GEFORDERTE AUFGABE 1 ::
Beantworte anhand des Textes über die Rommel-Ausstellung in Herrlingen die folgenden Fragen:
(a) An welchem Tag kapitulierte das Deutsche Afrikakorps in Tunesien?
(b) Seit welchem Jahr beherbergt die Villa «Lindenhof» die Rommel-Ausstellung?
(c) Was spendierten britische Afrika-Veteranen?

╭─ ZITIERTER TEXTAUSZUG

Salutieren mit Blick auf Erwin Rommels Totenmaske und seine Tropenuniform: Auch 75 Jahre nach dem Ende des Zweiten Weltkrieges auf dem Schauplatz Afrika - das Deutsche Afrikakorps kapitulierte am 12. Mai 1943 in Tunesien - zieht es noch Besucher an den Ort, an dem der zum «Wüstenfuchs» hochstilisierte Erwin Rommel zuletzt wohnte. Und an dem er auf Weisung Adolf Hitlers zum Suizid gezwungen wurde: Herrlingen, heute ein Ortsteil der Kleinstadt Blaustein nahe Ulm.

Der Militärgruss gehöre für manche Besucher halt dazu, berichtet Karlo Hafner (69). Der Hobby-Historiker und Ex-Schuldirektor führt Interessierte durch die Rommel-Ausstellung in der Jugendstil-Villa «Lindenhof», die einst ein jüdischer Unternehmer errichten liess und heute der Gemeinde gehört. Seit 1989 beherbergt sie in zwei Räumen eine Rommel-Ausstellung.

Geboten wird ein Devotionalien-Sammelsurium neben hochinteressanten militärgeschichtlichen Dokumenten und Briefen. Es gibt Fläschchen mit Sand aus Wüstengegenden, in denen Rommel kämpfte, und alten Cognac aus US-Militärbeständen - «ein Geschenk von amerikanischen Verehrern, die wohl nicht wussten, dass Rommel kaum Alkohol trank», sagt Hafner. Britische Afrika-Veteranen spendierten das Holzmodell eines Panzers.

╰─
╭─ BEREITGESTELLTE DATEN

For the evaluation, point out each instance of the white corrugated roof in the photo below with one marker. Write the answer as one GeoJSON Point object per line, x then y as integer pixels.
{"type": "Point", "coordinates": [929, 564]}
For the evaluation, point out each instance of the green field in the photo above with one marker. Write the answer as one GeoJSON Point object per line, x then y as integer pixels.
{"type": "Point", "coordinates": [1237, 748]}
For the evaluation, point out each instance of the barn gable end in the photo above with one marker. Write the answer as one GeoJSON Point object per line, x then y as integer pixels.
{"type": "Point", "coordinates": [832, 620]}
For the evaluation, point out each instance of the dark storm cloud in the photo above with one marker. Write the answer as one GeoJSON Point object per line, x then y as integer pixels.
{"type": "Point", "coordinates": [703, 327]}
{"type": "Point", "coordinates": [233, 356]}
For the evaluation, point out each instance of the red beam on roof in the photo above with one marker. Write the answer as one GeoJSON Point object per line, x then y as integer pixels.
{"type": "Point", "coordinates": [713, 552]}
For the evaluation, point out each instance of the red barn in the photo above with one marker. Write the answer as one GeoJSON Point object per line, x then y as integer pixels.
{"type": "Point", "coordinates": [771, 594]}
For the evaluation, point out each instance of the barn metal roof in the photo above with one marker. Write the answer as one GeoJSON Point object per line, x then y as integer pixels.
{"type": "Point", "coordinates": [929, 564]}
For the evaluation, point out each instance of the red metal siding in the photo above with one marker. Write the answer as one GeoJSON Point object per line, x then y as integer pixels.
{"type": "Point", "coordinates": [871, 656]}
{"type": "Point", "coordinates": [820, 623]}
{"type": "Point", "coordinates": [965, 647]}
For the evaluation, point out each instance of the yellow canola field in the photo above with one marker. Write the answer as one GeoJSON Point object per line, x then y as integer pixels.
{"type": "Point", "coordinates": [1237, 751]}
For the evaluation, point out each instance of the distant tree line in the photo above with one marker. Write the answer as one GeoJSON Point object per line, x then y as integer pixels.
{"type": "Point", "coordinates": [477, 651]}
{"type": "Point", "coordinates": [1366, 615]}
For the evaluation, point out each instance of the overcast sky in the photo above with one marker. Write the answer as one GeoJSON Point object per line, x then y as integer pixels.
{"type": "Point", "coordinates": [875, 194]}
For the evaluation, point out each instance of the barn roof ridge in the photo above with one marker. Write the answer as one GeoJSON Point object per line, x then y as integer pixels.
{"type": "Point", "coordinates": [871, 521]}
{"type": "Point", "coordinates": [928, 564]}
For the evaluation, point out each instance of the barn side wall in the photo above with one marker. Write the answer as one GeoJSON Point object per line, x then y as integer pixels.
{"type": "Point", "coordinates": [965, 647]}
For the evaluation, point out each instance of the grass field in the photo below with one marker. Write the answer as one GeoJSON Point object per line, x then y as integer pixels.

╰─

GEFORDERTE AUFGABE 2 ::
Gib die Datensätze wortgetreu wieder, und zwar ab der Zeile mit „For the evaluation, point out each instance of the barn side“ bis zum Ende der Datensätze, beide Grenzen eingeschlossen.

LÖSUNG 1 ::
(a) Am 12. Mai 1943.
(b) Seit 1989.
(c) Das Holzmodell eines Panzers.

LÖSUNG 2 ::
For the evaluation, point out each instance of the barn side wall in the photo above with one marker. Write the answer as one GeoJSON Point object per line, x then y as integer pixels.
{"type": "Point", "coordinates": [965, 647]}
For the evaluation, point out each instance of the grass field in the photo below with one marker. Write the answer as one GeoJSON Point object per line, x then y as integer pixels.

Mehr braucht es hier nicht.